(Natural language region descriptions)
━━━━━━━━━━━━━━━━━━━━━━━━━━━━━━

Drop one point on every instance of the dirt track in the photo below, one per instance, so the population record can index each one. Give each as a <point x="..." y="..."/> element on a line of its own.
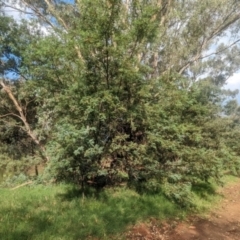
<point x="223" y="223"/>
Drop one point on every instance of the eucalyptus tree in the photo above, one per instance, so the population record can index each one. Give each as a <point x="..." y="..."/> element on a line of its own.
<point x="131" y="90"/>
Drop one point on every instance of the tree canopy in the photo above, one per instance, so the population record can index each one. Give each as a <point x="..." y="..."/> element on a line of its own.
<point x="120" y="91"/>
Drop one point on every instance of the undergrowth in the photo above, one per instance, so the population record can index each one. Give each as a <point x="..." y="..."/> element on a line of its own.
<point x="64" y="212"/>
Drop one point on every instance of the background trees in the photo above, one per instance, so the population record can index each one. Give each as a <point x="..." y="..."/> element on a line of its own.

━━━━━━━━━━━━━━━━━━━━━━━━━━━━━━

▸ PROMPT
All entries must be output unchanged, with every picture omitted.

▸ RESPONSE TO THIS EXERCISE
Drop one point on every instance of the dirt track in the photo below, one per instance, so the population record can index each one. Give each as a <point x="..." y="..."/> element on a line of its own.
<point x="223" y="223"/>
Drop one point on every instance of the eucalyptus tree in the photo above, one per instance, so the population record can index each one. Give each as a <point x="..." y="..."/> element on a line of its own.
<point x="131" y="90"/>
Drop one point on every instance of the tree canopy in the photo above, one per instance, so the population record can index each one. Give each as a <point x="..." y="..."/> element on a line of its own.
<point x="120" y="91"/>
Drop one point on every instance of the undergrowth in the photo above, one per instance, so the population record can index each one. Give each as a <point x="..." y="..."/> element on a line of its own.
<point x="64" y="212"/>
Drop one point on every instance of the background trees in the photo above, one per instance, so the population record can index each one. Give each as a <point x="..." y="..."/> element on a line of its own.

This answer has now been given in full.